» EXERCICES À FAIRE
[a] D'après l'extrait de décision ci-dessous, quels points le demandeur doit-il démontrer au sujet des renseignements et du risque pour l'intérêt commercial ? Veuillez les énumérer tous.
[b] Rédigez la suite de l'extrait de décision sur la requête d'Air Canada, à partir de la dernière phrase présentée.

━━ SOURCE ━━

Analyse et déterminations
Requête d’Air Canada
[11] Les renseignements qu’Air Canada souhaite garder confidentiels portent sur les coûts prévus de la mise en œuvre de l’une des mesures correctives proposées dans la décision de demande de justification. Par conséquent, l’Office conclut que ces renseignements sont pertinents dans le cadre de la présente instance. Le cadre établi dans Sherman (Succession) s’applique donc.
Étape 1 : La publicité des débats judiciaires pose-t-elle un risque sérieux pour un intérêt public important?
[12] Dans Sherman (Succession), la Cour suprême du Canada a réaffirmé les conclusions auxquelles elle est parvenue dans Sierra Club selon lesquelles l’intérêt commercial général dans la protection des renseignements confidentiels peut constituer un intérêt public important tant que l’intérêt ne se limite pas à l’intérêt commercial particulier des parties et que certains critères sont respectés en ce qui a trait aux renseignements (Sherman [Succession], para 41, et Sierra Club, para 59). Le demandeur doit démontrer que le risque pour l’intérêt commercial est réel et important, en ce qu’il est bien étayé par la preuve (Sierra Club, para 54); que les renseignements en question ont toujours été traités comme des renseignements confidentiels; que, selon la prépondérance des probabilités, il est raisonnable de penser que leur divulgation risquerait de compromettre ses droits exclusifs, commerciaux et scientifiques; et que les renseignements ont été recueillis dans l’expectative raisonnable qu’ils resteraient confidentiels (para 59 et 60).
[13] L’Office reconnaît qu’Air Canada traite systématiquement les renseignements sur ses coûts, comme ceux de la pièce A, comme des renseignements confidentiels; que leur divulgation risquerait de compromettre l’intérêt commercial d’Air Canada et de tiers; et que les renseignements ont été compilés dans l’expectative raisonnable qu’ils resteraient confidentiels. Air Canada a produit de nombreux éléments de preuve plus tôt dans la présente instance. Cependant, il s’agit de la première fois qu’elle dépose des renseignements financiers détaillés du type de ceux de la pièce A. Par conséquent, l’Office conclut que les critères ci-dessus sont respectés et que la divulgation de renseignements financiers détaillés sur les activités d’Air Canada représenterait un risque réel et important pour l’intérêt public général en matière de protection des renseignements commerciaux confidentiels.
Étape 2 : L’ordonnance est-elle nécessaire, car d’autres mesures raisonnables ne permettront pas d’écarter le risque?

━━━
━━ ENTRÉES EXTRAITES ━━

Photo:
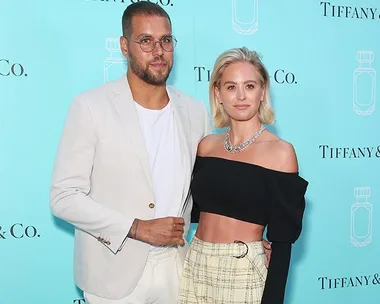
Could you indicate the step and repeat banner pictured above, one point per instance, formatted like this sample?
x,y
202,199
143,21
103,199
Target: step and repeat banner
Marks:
x,y
323,58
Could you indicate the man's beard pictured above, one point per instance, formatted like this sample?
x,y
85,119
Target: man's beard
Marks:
x,y
146,75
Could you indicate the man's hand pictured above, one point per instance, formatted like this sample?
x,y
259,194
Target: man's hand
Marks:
x,y
268,250
161,231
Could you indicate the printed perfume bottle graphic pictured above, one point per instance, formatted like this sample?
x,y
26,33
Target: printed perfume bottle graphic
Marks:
x,y
114,66
364,84
361,218
245,16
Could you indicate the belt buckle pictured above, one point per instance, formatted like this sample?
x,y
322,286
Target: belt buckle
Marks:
x,y
245,253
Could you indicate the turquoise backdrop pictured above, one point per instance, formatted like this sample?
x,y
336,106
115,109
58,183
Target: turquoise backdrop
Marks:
x,y
322,57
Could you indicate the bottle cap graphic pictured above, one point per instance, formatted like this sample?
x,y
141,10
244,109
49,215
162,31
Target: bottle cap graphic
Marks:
x,y
365,56
362,192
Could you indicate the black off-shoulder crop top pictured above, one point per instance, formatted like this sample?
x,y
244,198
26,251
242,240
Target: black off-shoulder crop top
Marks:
x,y
257,195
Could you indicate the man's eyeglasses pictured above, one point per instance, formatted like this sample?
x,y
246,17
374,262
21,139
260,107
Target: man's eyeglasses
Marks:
x,y
148,44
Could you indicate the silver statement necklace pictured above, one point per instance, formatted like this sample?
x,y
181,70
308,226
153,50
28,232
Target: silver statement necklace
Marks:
x,y
240,147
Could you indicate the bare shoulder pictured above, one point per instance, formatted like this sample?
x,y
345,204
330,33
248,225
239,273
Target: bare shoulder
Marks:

━━━

» RÉPONSES RÉDIGÉES
[a]
- Le risque pour l'intérêt commercial est réel et important, en ce qu'il est bien étayé par la preuve.
- Les renseignements en question ont toujours été traités comme des renseignements confidentiels.
- Selon la prépondérance des probabilités, il est raisonnable de penser que leur divulgation risquerait de compromettre ses droits exclusifs, commerciaux et scientifiques.
- Les renseignements ont été recueillis dans l'expectative raisonnable qu'ils resteraient confidentiels.

[b]
[14] L’Office est convaincu qu’Air Canada a restreint la portée de sa requête afin d’épurer uniquement les renseignements nécessaires pour protéger la confidentialité de ses activités commerciales. De plus, l’Office conclut qu’aucune mesure raisonnable autre qu’une ordonnance de confidentialité ne permettrait à ces renseignements d’être considérés dans le cadre de la présente instance.
Étape 3 : Du point de vue de la proportionnalité, les avantages de l’ordonnance l’emportent-ils sur ses effets négatifs?
[15] Verser les renseignements en question aux archives confidentielles de l’Office n’empêcherait pas le public de comprendre la présente instance. Cependant, les verser aux archives publiques aurait une incidence négative importante sur l’intérêt public en matière de confidentialité des renseignements commerciaux. De plus, si l’Office rejetait la requête de confidentialité d’Air Canada, il limiterait sa capacité à répondre à la décision de demande de justification en l’obligeant soit à retirer des renseignements qui, selon elle, soutiennent ses arguments, soit à s’exposer aux conséquences juridiques et commerciales de leur divulgation publique. Par conséquent, l’Office conclut que les avantages d’accéder à la requête l’emportent sur ses effets négatifs.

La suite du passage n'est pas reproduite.